**TASK PROMPT**: Reproduce the full listing that follows, matching it exactly.

**DATA TO EXAMINE**:
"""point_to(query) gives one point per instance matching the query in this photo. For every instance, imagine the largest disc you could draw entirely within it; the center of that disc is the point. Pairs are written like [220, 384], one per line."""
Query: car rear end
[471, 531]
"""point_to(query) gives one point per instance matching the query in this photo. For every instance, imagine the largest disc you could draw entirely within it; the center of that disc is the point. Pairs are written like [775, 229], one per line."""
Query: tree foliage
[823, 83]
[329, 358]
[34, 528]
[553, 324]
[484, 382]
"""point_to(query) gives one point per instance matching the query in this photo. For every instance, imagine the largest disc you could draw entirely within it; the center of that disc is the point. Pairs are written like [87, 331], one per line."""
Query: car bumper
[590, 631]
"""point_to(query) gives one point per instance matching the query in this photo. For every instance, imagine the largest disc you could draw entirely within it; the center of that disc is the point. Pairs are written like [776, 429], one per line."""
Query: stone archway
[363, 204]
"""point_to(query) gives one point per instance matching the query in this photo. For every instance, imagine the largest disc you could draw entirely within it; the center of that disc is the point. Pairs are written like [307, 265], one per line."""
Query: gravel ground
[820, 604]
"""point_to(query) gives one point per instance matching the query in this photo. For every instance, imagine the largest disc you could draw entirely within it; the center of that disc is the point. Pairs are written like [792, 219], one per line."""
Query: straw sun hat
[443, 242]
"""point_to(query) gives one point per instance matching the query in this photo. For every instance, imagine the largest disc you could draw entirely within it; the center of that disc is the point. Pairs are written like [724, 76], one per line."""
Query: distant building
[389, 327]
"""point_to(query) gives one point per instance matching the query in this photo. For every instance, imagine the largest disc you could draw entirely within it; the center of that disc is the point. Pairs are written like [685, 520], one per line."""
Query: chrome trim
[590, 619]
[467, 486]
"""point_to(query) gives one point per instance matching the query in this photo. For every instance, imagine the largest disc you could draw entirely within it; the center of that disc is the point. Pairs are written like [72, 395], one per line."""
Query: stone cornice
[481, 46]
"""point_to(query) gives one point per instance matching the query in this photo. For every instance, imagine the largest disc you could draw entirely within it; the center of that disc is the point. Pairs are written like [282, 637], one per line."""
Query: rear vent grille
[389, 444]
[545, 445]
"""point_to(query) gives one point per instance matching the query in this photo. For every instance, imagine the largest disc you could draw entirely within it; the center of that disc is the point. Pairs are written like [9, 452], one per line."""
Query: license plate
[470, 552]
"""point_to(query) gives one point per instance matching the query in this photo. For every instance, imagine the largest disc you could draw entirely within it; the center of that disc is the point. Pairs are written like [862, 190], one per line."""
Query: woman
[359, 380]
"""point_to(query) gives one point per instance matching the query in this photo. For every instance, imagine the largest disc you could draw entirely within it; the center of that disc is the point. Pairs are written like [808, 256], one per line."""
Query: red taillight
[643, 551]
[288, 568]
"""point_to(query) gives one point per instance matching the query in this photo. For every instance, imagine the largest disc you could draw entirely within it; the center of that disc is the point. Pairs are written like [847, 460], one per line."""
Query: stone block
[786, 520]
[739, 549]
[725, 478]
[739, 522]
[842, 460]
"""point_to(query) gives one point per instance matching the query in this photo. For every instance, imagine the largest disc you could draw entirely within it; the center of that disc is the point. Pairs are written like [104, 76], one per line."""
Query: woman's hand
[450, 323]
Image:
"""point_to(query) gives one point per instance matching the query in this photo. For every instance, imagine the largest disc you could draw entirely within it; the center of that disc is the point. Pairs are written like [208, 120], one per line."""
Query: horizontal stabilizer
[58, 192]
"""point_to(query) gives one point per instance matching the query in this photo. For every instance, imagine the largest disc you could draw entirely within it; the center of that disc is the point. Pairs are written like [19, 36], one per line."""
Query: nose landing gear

**ANSWER AREA**:
"""point_to(query) gives one point per instance matching the query in this photo. For every instance, imagine the largest disc you could draw entirely within it; the center of that disc is the point. Pairs are written like [220, 384], one per line."""
Query: car rear end
[471, 531]
"""point_to(query) gives one point per instance matching the query in this photo. For every instance, imagine the largest disc you could draw entirely within it; the center of that disc is the point. Pairs are written like [775, 229], one per line."""
Query: tree foliage
[823, 83]
[329, 358]
[34, 528]
[553, 324]
[484, 382]
"""point_to(query) gives one point per instance matching the query in this photo. For every instance, imagine the largest disc you could draw entirely within it; the center of that disc is the point. Pairs are written like [87, 331], one per line."""
Query: car bumper
[590, 631]
"""point_to(query) gives one point per instance matching the query in this photo. For every instance, imagine the largest disc you could draw entirely within it; the center of that disc is the point. Pairs are written like [776, 429], one per line."""
Query: stone archway
[363, 204]
"""point_to(query) gives one point per instance matching the query in this photo. For every instance, imagine the largest disc you could draw entirely within it; the center of that disc is the point. Pairs are written like [307, 265], one per line."""
Query: gravel ground
[820, 604]
"""point_to(query) gives one point per instance matching the query in this photo. For every instance, imagine the largest disc you could draw entirely within it; the center of that disc is the point. Pairs are written like [792, 219], one per line."""
Query: straw sun hat
[443, 242]
"""point_to(query) gives one point per instance matching the query in this photo. For every instance, imagine the largest disc you could draw entirely within it; the center of that disc is the point. Pairs are written like [724, 76], one per line."""
Query: distant building
[389, 327]
"""point_to(query) gives one point per instance matching the query in this photo. For every instance, imagine the largest disc you could draw entirely within it; the center of that disc is the point. Pairs are written like [685, 520], one per line."""
Query: chrome trim
[590, 619]
[467, 486]
"""point_to(query) gives one point per instance matching the query in this photo. For every instance, imagine the largest disc you could draw entirely within it; the center of that disc is the point. Pairs are written like [72, 395], one per line."""
Query: stone cornice
[481, 46]
"""point_to(query) gives one point per instance matching the query in this photo. For every instance, imagine the largest disc you could draw entirely within it; the center of that disc is the point. Pairs are written like [282, 637], one per line."""
Query: rear vent grille
[389, 444]
[545, 445]
"""point_to(query) gives one point per instance matching the query in this photo. For every instance, imagine the largest disc you could draw entirely within it; the center of that disc is the point. Pairs are written like [9, 452], one per line."""
Query: license plate
[470, 552]
"""point_to(query) gives one point per instance matching the query in this photo. For every instance, imagine the largest disc you could draw entirely within it; the center of that disc is the point. Pairs are written like [862, 190], one per line."""
Query: woman
[359, 380]
"""point_to(query) gives one point per instance matching the query in this photo. For every instance, imagine the largest disc you could draw entirely within it; the center of that disc is the point. Pairs are written like [808, 256], one per line."""
Query: red taillight
[643, 551]
[288, 568]
"""point_to(query) gives one point per instance matching the query in this photo. For every instance, imagine the largest disc you could draw entirely within it; the center of that disc is the point. Pairs are written like [847, 460], one per line."""
Query: stone block
[786, 520]
[739, 549]
[725, 478]
[739, 522]
[842, 460]
"""point_to(query) gives one point per instance matching the query in this photo. For every instance, imagine the largest disc you could draw entirely within it; the center of that disc is the point. Pairs are written like [104, 76], one per line."""
Query: woman's hand
[450, 323]
Image:
"""point_to(query) gives one point per instance matching the query in this photo. For every instance, imagine the largest disc you could draw entirely within it; the center of that disc is the point. Pairs are written like [208, 120], one per line."""
Query: horizontal stabilizer
[58, 192]
"""point_to(query) gives one point per instance matching the query in this photo. For every instance, imagine the largest disc you could draw entirely within it; the center of that disc is the point. Pairs are written like [19, 36], one per line."""
Query: nose landing gear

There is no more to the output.